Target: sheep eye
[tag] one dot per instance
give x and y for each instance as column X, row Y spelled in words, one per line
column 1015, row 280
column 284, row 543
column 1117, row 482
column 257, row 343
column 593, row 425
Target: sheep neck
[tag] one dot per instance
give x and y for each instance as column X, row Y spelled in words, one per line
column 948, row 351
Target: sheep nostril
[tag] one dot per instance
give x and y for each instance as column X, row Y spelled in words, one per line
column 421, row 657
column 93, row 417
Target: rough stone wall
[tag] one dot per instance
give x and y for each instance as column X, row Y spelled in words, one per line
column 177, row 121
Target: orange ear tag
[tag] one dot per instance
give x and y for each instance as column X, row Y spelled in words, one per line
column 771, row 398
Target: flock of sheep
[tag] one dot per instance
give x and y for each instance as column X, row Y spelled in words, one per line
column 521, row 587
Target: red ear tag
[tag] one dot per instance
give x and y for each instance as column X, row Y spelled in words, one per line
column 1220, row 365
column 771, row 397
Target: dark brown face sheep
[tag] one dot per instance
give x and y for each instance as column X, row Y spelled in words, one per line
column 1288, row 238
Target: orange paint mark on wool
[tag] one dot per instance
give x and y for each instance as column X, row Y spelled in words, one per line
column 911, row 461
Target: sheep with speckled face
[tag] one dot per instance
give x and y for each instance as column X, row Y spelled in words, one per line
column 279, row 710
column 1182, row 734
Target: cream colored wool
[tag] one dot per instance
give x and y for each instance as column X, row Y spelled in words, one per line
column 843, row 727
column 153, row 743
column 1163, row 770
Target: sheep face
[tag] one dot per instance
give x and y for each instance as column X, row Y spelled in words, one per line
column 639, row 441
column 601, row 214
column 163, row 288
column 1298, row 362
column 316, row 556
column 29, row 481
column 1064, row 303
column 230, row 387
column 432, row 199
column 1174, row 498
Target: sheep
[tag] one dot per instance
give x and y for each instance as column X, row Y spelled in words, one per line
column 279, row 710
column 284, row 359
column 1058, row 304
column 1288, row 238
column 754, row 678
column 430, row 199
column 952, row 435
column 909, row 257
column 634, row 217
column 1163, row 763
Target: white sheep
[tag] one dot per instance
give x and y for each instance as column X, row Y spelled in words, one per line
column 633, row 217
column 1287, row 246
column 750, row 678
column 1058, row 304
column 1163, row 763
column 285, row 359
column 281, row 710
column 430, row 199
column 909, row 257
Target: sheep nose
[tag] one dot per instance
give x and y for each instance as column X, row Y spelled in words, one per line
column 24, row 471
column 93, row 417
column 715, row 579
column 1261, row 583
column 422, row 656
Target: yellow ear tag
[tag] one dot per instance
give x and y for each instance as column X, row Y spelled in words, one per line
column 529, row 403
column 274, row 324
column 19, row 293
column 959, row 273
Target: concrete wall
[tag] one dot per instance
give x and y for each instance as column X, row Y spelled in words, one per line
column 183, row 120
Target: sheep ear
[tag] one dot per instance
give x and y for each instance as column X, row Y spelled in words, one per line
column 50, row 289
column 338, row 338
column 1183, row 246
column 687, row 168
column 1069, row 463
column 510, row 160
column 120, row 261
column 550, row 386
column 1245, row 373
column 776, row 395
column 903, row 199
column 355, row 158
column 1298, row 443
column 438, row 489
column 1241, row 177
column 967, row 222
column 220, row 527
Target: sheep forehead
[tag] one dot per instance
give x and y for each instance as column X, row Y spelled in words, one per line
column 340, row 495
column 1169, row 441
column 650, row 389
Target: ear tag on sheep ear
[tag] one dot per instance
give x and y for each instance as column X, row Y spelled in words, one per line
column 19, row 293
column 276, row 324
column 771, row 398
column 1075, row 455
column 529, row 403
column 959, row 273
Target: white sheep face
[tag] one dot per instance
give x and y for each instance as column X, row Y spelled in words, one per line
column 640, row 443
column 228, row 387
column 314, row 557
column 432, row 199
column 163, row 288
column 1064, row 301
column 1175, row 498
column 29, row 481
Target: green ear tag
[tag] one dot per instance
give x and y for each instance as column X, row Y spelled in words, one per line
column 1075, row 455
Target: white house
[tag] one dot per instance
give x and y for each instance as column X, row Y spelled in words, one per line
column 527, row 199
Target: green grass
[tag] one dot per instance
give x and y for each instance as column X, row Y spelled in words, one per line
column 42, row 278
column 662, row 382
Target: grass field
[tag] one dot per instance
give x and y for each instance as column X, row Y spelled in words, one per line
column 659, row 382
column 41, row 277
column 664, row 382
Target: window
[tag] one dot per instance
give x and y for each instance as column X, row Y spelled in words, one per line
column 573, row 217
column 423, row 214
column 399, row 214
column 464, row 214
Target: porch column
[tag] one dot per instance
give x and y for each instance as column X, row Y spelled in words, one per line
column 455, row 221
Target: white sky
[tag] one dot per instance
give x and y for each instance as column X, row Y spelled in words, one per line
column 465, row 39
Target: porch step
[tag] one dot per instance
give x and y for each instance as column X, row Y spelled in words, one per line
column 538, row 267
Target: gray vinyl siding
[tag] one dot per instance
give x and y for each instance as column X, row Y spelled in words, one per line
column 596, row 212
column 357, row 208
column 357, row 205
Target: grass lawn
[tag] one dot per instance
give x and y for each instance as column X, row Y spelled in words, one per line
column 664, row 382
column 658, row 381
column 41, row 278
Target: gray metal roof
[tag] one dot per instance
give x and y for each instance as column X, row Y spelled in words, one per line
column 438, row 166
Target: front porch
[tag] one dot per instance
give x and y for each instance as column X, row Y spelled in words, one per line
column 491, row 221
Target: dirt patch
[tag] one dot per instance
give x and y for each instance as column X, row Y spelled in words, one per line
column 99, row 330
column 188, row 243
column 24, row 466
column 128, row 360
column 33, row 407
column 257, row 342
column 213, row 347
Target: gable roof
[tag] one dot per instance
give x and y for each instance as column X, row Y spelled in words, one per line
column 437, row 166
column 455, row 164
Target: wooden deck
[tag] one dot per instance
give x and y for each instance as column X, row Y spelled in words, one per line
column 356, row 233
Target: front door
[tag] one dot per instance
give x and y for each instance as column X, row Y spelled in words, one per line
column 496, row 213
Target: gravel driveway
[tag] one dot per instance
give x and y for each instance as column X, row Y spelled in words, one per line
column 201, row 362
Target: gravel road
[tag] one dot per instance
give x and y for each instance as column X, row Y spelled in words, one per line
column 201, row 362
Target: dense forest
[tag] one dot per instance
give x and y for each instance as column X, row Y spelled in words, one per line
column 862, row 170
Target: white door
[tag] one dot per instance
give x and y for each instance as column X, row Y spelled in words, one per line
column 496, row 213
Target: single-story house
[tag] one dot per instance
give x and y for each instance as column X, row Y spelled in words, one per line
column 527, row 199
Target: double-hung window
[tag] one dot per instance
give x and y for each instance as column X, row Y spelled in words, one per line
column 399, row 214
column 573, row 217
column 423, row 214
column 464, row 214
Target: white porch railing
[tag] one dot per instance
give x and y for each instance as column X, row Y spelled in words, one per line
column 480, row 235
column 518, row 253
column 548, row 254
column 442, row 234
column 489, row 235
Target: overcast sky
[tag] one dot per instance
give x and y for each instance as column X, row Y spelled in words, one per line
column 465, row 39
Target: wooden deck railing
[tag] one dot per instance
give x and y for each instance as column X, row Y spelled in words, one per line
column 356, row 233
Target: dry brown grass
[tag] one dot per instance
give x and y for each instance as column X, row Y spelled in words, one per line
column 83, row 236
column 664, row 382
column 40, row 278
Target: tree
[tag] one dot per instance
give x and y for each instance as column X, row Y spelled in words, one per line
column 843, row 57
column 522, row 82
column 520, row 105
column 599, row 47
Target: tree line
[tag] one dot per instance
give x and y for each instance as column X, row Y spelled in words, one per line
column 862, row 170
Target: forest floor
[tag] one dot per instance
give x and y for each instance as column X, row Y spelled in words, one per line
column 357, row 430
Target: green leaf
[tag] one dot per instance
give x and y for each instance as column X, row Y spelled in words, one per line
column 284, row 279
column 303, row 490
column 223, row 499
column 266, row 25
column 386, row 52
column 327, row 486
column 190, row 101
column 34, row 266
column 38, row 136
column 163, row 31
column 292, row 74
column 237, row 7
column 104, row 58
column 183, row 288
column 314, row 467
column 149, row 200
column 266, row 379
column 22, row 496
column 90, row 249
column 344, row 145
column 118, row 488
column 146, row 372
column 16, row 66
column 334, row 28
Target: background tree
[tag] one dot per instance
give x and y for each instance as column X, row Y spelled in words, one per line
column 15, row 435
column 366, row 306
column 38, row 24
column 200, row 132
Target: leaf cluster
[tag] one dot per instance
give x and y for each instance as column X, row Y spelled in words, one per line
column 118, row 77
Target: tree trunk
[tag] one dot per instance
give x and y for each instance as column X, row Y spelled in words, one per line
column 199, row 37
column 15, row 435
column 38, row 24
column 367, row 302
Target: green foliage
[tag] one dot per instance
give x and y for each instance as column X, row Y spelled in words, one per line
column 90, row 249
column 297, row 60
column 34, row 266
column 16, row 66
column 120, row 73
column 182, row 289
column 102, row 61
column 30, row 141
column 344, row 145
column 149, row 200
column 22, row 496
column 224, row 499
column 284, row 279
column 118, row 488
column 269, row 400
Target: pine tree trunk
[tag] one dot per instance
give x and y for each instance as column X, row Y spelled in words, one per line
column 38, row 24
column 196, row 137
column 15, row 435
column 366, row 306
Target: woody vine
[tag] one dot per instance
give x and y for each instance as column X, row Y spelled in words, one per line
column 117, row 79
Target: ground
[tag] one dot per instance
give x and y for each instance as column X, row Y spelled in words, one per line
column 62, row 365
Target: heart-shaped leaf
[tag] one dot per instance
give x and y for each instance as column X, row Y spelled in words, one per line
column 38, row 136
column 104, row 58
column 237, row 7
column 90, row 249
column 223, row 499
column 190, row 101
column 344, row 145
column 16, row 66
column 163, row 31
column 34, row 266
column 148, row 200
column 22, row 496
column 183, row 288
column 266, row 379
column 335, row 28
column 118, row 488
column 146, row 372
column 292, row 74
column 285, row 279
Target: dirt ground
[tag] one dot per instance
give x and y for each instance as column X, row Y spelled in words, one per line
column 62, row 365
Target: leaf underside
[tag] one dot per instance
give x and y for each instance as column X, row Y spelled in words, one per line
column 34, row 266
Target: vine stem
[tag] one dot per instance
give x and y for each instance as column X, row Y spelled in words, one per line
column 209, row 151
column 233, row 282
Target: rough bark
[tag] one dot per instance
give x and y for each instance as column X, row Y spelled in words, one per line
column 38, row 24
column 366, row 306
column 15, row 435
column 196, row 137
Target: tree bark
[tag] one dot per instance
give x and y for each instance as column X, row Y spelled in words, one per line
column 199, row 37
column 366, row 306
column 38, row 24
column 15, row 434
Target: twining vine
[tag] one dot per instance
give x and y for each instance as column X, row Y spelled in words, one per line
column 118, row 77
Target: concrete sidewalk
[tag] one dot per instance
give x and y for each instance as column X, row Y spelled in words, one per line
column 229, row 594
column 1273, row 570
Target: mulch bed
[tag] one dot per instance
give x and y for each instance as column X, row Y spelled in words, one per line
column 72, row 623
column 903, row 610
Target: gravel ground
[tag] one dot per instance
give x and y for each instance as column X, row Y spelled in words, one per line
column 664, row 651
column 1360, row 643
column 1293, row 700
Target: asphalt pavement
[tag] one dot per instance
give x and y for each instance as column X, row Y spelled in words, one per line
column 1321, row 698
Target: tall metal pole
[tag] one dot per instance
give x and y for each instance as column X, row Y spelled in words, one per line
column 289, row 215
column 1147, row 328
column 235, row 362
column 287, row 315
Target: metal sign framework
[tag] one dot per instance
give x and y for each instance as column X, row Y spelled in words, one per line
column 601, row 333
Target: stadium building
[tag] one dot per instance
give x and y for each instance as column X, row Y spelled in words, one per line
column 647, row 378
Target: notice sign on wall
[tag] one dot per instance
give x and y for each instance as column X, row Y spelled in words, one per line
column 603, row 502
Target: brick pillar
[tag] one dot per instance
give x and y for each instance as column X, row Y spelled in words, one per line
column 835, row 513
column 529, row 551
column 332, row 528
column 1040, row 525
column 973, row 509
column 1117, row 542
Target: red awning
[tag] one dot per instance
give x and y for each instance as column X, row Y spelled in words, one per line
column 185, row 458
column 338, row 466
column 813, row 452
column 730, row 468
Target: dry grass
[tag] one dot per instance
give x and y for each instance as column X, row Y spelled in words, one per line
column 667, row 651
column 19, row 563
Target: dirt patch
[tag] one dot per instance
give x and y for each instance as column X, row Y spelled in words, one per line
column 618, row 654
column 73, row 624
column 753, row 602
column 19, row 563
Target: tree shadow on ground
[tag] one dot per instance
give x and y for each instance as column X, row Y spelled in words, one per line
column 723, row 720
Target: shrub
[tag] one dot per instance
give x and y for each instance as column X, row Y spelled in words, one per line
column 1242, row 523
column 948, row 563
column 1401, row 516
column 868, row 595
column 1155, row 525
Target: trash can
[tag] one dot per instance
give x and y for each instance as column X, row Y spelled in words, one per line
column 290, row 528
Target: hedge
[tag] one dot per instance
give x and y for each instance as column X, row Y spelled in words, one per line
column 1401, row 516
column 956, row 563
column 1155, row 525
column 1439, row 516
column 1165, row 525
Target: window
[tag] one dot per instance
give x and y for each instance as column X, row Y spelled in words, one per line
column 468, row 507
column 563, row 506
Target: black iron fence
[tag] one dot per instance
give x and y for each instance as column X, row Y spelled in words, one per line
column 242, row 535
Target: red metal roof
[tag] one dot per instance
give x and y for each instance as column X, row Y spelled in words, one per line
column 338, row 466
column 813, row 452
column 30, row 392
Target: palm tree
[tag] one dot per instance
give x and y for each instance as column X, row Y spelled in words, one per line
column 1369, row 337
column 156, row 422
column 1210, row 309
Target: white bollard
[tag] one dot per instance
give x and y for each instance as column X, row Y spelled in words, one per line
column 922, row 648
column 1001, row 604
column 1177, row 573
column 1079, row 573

TASK OBJECTIVE
All lines from the one that contains "Target: tree shadow on ground" through the end of the material are to be quoted exactly, with both ends included.

ANSWER TO THIS PROBLEM
Target: tree shadow on ground
[tag] one dot per instance
give x and y for each instance as column X, row Y spelled in words, one per line
column 723, row 720
Target: shrub
[tag] one dot per instance
give x and y for each instance as column X, row Y spelled in words, one per line
column 1242, row 523
column 948, row 563
column 1401, row 516
column 868, row 595
column 1155, row 525
Target: trash can
[tag] one dot per instance
give x and y for each instance as column X, row Y spelled in words, one per line
column 290, row 528
Target: hedge
[tag] one dot per instance
give x and y for each instance as column X, row Y spelled in words, one per line
column 1401, row 516
column 956, row 563
column 1155, row 525
column 1439, row 516
column 1165, row 525
Target: window
[tag] one dot per instance
give x and y for each instance as column X, row Y spelled in words, one per line
column 468, row 507
column 563, row 506
Target: black iron fence
[tag] one dot per instance
give x and y for each instance as column X, row Y spelled in words, one per line
column 242, row 535
Target: red metal roof
[tag] one dot per instance
give x and y for each instance as column X, row Y spelled in words, one per line
column 338, row 466
column 813, row 452
column 30, row 392
Target: palm tree
[tag] one dot per instance
give x and y for each instance as column X, row Y spelled in words, one per line
column 1369, row 337
column 156, row 422
column 1210, row 309
Target: white bollard
[tag] one dot per instance
give x and y for each instance as column X, row Y spelled in words, one per line
column 922, row 648
column 1001, row 604
column 1177, row 573
column 1079, row 573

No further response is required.